Segment Open

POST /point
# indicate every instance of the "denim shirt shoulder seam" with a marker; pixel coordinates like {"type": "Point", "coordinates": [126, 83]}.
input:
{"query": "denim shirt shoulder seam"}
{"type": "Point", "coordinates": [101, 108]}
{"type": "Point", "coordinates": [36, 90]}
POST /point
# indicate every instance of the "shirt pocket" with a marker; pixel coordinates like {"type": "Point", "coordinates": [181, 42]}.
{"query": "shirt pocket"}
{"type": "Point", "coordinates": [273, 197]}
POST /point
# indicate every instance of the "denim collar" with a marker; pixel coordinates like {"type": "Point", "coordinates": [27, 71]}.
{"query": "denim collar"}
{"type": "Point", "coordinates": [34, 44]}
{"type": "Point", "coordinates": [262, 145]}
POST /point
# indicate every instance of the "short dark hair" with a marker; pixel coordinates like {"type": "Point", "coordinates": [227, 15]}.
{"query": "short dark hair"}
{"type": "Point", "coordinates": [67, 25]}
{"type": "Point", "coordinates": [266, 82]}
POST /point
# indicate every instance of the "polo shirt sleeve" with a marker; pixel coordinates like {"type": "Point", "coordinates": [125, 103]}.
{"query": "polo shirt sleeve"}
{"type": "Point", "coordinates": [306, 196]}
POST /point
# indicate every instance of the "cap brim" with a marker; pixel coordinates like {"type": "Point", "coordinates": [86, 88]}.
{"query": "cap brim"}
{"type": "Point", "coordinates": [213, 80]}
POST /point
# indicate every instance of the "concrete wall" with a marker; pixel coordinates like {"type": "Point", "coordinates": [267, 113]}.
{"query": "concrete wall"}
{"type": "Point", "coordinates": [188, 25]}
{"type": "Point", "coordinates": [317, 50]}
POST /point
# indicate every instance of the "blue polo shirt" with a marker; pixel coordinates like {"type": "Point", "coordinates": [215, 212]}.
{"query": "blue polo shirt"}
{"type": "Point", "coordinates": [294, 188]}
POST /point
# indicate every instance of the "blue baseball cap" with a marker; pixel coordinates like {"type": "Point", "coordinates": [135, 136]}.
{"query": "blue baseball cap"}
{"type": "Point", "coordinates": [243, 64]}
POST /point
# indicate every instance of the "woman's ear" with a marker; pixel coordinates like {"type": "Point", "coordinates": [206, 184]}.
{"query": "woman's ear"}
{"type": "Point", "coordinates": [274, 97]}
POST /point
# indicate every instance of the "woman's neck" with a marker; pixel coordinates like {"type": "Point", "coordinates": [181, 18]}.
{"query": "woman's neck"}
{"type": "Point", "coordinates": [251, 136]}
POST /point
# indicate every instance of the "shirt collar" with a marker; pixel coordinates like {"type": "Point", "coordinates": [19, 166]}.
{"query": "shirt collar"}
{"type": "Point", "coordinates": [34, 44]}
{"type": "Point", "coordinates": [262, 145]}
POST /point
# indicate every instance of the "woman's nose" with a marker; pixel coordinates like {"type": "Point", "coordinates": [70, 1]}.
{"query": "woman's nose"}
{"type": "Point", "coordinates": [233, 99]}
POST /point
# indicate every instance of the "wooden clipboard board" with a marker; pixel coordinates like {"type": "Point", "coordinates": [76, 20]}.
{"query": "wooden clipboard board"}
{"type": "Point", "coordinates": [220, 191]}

Segment Closed

* What needs to be done:
The entries above must be repeated word for word.

* Exercise solution:
POST /point
# indicate every instance of the "denim shirt shoulder seam" with a marker; pixel coordinates like {"type": "Point", "coordinates": [126, 83]}.
input:
{"query": "denim shirt shoulder seam"}
{"type": "Point", "coordinates": [101, 108]}
{"type": "Point", "coordinates": [36, 90]}
POST /point
# indicate every instance of the "shirt pocket" with a marker; pixel coordinates like {"type": "Point", "coordinates": [181, 42]}.
{"query": "shirt pocket"}
{"type": "Point", "coordinates": [273, 197]}
POST /point
# indicate every instance of the "denim collar" with a marker; pixel coordinates like {"type": "Point", "coordinates": [27, 71]}.
{"query": "denim collar"}
{"type": "Point", "coordinates": [34, 44]}
{"type": "Point", "coordinates": [262, 145]}
POST /point
# indicate every instance of the "short dark hair" with a marker; pixel coordinates like {"type": "Point", "coordinates": [227, 15]}.
{"query": "short dark hair"}
{"type": "Point", "coordinates": [67, 25]}
{"type": "Point", "coordinates": [266, 82]}
POST /point
# indicate every instance of the "polo shirt sleeve" with a marker; pixel coordinates like {"type": "Point", "coordinates": [125, 103]}.
{"query": "polo shirt sleeve"}
{"type": "Point", "coordinates": [306, 196]}
POST /point
# indicate every instance of the "cap brim" with a marker; pixel coordinates like {"type": "Point", "coordinates": [86, 88]}.
{"query": "cap brim"}
{"type": "Point", "coordinates": [213, 80]}
POST /point
# indicate every instance of the "concrete wall" with a marker; pixel coordinates like {"type": "Point", "coordinates": [267, 113]}.
{"query": "concrete wall"}
{"type": "Point", "coordinates": [188, 25]}
{"type": "Point", "coordinates": [317, 50]}
POST /point
# indicate every instance of the "blue polo shirt" with a marker; pixel coordinates like {"type": "Point", "coordinates": [215, 212]}.
{"query": "blue polo shirt"}
{"type": "Point", "coordinates": [294, 188]}
POST /point
# indicate every instance of the "blue baseball cap" with a marker; pixel coordinates like {"type": "Point", "coordinates": [135, 136]}.
{"query": "blue baseball cap"}
{"type": "Point", "coordinates": [243, 64]}
POST /point
# indicate every instance of the "woman's ear" with a marker; pixel coordinates like {"type": "Point", "coordinates": [206, 184]}.
{"query": "woman's ear"}
{"type": "Point", "coordinates": [274, 97]}
POST /point
# indicate every instance of the "woman's neck" with a marker; pixel coordinates like {"type": "Point", "coordinates": [181, 18]}.
{"query": "woman's neck"}
{"type": "Point", "coordinates": [251, 136]}
POST /point
# indicate every instance of the "shirt collar" with a marker; pixel coordinates like {"type": "Point", "coordinates": [19, 166]}.
{"query": "shirt collar"}
{"type": "Point", "coordinates": [34, 44]}
{"type": "Point", "coordinates": [262, 145]}
POST /point
# indicate every instance of the "woman's nose" with a marker; pixel coordinates like {"type": "Point", "coordinates": [70, 1]}.
{"query": "woman's nose"}
{"type": "Point", "coordinates": [233, 99]}
POST /point
# indicate every instance of the "wooden clipboard board" with a marker; pixel coordinates like {"type": "Point", "coordinates": [76, 20]}.
{"query": "wooden clipboard board"}
{"type": "Point", "coordinates": [220, 191]}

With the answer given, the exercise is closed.